[Provided records start]
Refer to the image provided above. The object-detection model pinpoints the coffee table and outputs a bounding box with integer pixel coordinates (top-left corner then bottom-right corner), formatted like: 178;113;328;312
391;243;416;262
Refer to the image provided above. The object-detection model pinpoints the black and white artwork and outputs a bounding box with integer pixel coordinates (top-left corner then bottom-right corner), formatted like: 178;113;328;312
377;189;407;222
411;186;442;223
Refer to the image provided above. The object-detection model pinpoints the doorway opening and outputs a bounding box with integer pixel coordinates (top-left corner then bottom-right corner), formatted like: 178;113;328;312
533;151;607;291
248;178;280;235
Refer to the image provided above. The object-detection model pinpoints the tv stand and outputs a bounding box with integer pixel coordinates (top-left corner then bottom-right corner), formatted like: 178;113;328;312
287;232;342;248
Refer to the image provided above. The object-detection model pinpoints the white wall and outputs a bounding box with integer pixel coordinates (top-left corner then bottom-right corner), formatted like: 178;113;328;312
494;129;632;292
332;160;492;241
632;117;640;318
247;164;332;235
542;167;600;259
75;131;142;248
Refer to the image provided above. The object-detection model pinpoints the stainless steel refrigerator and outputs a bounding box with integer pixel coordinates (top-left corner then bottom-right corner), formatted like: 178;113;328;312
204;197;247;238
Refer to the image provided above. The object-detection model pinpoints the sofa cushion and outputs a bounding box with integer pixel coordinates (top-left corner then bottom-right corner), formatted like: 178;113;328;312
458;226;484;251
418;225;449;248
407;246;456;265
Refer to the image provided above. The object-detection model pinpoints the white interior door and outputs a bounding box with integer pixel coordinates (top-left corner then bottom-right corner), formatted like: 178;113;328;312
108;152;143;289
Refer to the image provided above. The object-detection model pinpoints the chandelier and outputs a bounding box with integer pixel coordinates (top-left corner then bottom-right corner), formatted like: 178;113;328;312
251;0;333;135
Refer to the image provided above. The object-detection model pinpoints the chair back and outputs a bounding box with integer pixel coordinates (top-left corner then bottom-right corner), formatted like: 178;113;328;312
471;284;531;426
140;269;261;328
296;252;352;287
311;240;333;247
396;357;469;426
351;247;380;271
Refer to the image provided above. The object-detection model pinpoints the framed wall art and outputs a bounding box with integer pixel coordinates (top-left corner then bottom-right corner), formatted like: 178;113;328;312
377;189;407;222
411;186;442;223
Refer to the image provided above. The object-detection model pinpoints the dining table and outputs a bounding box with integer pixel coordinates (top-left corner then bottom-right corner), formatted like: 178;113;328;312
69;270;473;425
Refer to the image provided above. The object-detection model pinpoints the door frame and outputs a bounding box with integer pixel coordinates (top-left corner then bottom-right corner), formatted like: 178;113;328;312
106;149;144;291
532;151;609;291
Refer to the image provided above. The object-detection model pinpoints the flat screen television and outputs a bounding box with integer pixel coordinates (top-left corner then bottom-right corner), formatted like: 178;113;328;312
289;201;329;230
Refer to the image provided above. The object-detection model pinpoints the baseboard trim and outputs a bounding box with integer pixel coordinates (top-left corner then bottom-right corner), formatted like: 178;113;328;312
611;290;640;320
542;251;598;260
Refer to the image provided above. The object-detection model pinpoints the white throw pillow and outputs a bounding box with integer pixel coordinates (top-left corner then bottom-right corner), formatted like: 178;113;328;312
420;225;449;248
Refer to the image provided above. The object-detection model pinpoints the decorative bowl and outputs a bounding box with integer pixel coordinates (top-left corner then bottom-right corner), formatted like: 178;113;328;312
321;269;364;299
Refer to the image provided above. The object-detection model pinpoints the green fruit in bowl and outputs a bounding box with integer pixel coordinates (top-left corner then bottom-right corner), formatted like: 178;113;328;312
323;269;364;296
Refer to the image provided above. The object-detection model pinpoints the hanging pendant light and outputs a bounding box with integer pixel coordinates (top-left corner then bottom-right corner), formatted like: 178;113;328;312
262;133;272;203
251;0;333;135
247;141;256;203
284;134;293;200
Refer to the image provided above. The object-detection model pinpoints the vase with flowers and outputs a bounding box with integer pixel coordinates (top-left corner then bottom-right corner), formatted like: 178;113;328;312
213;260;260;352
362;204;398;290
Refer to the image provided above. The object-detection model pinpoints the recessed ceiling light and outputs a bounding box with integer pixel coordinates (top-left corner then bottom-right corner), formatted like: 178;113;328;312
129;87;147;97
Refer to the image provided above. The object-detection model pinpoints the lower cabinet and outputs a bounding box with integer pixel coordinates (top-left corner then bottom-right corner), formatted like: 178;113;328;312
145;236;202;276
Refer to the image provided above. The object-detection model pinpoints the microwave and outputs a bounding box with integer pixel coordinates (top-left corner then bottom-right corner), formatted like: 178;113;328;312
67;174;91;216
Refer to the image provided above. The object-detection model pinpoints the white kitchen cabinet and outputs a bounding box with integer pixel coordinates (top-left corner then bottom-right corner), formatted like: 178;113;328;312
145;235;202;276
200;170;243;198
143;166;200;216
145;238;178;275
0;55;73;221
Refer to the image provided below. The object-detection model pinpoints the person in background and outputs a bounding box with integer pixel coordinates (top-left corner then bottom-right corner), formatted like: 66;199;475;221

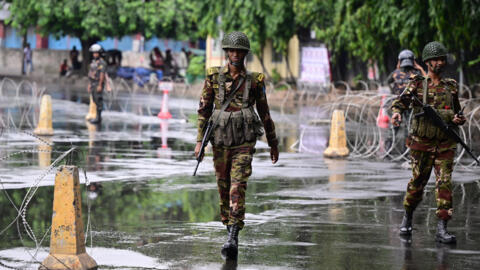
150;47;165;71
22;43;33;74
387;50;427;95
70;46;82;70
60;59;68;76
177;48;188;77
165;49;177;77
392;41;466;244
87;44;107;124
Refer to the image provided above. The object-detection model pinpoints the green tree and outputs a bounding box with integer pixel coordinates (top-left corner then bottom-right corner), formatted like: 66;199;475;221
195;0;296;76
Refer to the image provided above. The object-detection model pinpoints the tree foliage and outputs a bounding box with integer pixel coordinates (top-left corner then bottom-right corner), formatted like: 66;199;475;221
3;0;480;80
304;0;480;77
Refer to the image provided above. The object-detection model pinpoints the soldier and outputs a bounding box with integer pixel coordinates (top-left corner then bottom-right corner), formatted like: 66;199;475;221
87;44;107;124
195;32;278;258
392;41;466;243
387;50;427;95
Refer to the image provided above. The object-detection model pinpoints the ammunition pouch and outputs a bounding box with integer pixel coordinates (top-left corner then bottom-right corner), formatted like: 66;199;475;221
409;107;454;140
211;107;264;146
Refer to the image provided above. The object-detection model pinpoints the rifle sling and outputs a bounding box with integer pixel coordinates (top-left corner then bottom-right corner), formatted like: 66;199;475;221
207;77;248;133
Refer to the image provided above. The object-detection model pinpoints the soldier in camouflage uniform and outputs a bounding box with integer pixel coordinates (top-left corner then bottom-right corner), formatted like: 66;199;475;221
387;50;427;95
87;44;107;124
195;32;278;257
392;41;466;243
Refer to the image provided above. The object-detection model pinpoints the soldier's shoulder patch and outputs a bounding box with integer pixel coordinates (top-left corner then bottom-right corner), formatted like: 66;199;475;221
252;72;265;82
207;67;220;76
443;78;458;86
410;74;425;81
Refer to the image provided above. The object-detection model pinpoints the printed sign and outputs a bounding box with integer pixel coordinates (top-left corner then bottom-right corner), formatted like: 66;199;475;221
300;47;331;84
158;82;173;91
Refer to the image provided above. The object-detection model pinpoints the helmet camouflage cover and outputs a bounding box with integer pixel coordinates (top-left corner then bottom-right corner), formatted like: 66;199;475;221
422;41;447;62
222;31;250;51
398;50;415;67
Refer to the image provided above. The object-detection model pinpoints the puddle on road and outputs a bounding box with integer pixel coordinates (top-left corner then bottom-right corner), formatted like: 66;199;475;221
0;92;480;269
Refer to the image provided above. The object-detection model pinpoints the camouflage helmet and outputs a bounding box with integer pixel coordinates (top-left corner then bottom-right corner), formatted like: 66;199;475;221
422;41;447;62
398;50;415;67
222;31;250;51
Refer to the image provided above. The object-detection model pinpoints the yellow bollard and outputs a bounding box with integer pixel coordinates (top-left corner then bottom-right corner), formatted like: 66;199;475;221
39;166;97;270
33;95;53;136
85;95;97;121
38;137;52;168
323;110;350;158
[Provided records end]
Description of the task:
Starting at the line that contains "the soldier and" and ending after the line that contains "207;77;248;133", arrange that stretch of the material as a Markdown table with the columns Row and Text, one numbered row per line and no blank lines.

Output of the exercise:
| Row | Text |
|---|---|
| 1 | Refer to the image provided above. The object-detection model pinpoints the soldier and outputs a bounding box with integer pixel coordinates (top-left corner then bottom-right corner), formatted like: 66;199;475;221 |
| 2 | 87;44;107;124 |
| 3 | 195;32;278;258 |
| 4 | 392;41;466;243 |
| 5 | 387;50;427;95 |
| 6 | Refer to the image provided above. The object-detection model pinpoints the ammunition pouch and outputs a bounding box with integer pixel coordinates (top-left corner then bottom-right corner), formatted like: 66;199;475;221 |
| 7 | 409;107;454;140 |
| 8 | 211;107;264;146 |
| 9 | Refer to the image provided above. The object-detection model pinpoints the rifle sling and outputs a bounding box with integer pixel coordinates (top-left corner then bottom-right corner), formatted like: 66;199;475;221 |
| 10 | 207;77;248;133 |